▶ Problem to work on
Rewrite the lines starting at the one containing "For the mapping pass, tag each instance of the black shoe" and ending with the last line, replacing "mapping pass" with "labeling pass" and leaving everything else unchanged.

[A block of data]
★ ★ ★ ★ ★ ★ ★
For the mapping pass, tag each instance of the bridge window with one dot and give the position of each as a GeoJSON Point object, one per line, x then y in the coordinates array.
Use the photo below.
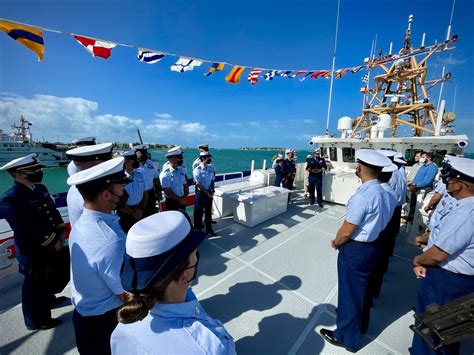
{"type": "Point", "coordinates": [348, 155]}
{"type": "Point", "coordinates": [333, 154]}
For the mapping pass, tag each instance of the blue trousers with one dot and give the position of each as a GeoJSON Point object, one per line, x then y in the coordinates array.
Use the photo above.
{"type": "Point", "coordinates": [439, 286]}
{"type": "Point", "coordinates": [315, 181]}
{"type": "Point", "coordinates": [35, 298]}
{"type": "Point", "coordinates": [93, 332]}
{"type": "Point", "coordinates": [202, 203]}
{"type": "Point", "coordinates": [355, 263]}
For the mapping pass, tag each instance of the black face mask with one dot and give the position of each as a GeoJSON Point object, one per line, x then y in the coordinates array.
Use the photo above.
{"type": "Point", "coordinates": [36, 177]}
{"type": "Point", "coordinates": [194, 266]}
{"type": "Point", "coordinates": [122, 200]}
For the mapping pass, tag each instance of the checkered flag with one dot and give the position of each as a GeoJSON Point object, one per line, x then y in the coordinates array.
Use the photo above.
{"type": "Point", "coordinates": [269, 75]}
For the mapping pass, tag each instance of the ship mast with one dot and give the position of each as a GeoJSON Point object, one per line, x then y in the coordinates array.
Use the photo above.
{"type": "Point", "coordinates": [400, 90]}
{"type": "Point", "coordinates": [22, 131]}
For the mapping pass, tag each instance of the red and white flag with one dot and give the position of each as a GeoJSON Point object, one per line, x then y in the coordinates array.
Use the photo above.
{"type": "Point", "coordinates": [95, 47]}
{"type": "Point", "coordinates": [253, 76]}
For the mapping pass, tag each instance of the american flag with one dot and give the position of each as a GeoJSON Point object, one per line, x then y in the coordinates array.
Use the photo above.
{"type": "Point", "coordinates": [270, 75]}
{"type": "Point", "coordinates": [253, 76]}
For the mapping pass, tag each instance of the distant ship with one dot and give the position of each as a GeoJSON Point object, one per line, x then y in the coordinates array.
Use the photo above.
{"type": "Point", "coordinates": [20, 143]}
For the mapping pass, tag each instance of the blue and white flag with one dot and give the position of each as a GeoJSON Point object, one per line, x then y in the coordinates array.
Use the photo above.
{"type": "Point", "coordinates": [284, 73]}
{"type": "Point", "coordinates": [185, 64]}
{"type": "Point", "coordinates": [150, 57]}
{"type": "Point", "coordinates": [270, 75]}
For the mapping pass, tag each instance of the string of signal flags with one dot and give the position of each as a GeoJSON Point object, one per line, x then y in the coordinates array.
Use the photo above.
{"type": "Point", "coordinates": [32, 37]}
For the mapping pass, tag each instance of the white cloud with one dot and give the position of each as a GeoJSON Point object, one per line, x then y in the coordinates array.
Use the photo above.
{"type": "Point", "coordinates": [164, 115]}
{"type": "Point", "coordinates": [68, 118]}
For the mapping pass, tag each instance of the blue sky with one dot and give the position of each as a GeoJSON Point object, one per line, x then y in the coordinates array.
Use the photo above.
{"type": "Point", "coordinates": [71, 94]}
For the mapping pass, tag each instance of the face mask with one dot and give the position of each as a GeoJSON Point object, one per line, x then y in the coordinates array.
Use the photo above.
{"type": "Point", "coordinates": [195, 268]}
{"type": "Point", "coordinates": [122, 200]}
{"type": "Point", "coordinates": [357, 172]}
{"type": "Point", "coordinates": [36, 177]}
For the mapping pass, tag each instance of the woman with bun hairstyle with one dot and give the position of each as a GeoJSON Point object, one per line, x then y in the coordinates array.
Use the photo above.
{"type": "Point", "coordinates": [161, 314]}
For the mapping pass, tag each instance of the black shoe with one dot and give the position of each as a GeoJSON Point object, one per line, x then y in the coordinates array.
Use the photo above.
{"type": "Point", "coordinates": [57, 301]}
{"type": "Point", "coordinates": [52, 323]}
{"type": "Point", "coordinates": [328, 335]}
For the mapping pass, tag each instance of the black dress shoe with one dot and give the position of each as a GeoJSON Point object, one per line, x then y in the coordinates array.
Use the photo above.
★ ★ ★ ★ ★ ★ ★
▶ Completed exercise
For the labeling pass, tag each instance of the black shoe with one dot and give the position of each as a GeoJSON Point object, one per line, x then y in the coordinates array.
Use the photo above.
{"type": "Point", "coordinates": [57, 301]}
{"type": "Point", "coordinates": [52, 323]}
{"type": "Point", "coordinates": [328, 335]}
For the labeling pass, tag each instance of the black dress shoe with one dot and give the position of each as a GeoJSON Point object, one per line, x then y in the coordinates array.
Use the photo above.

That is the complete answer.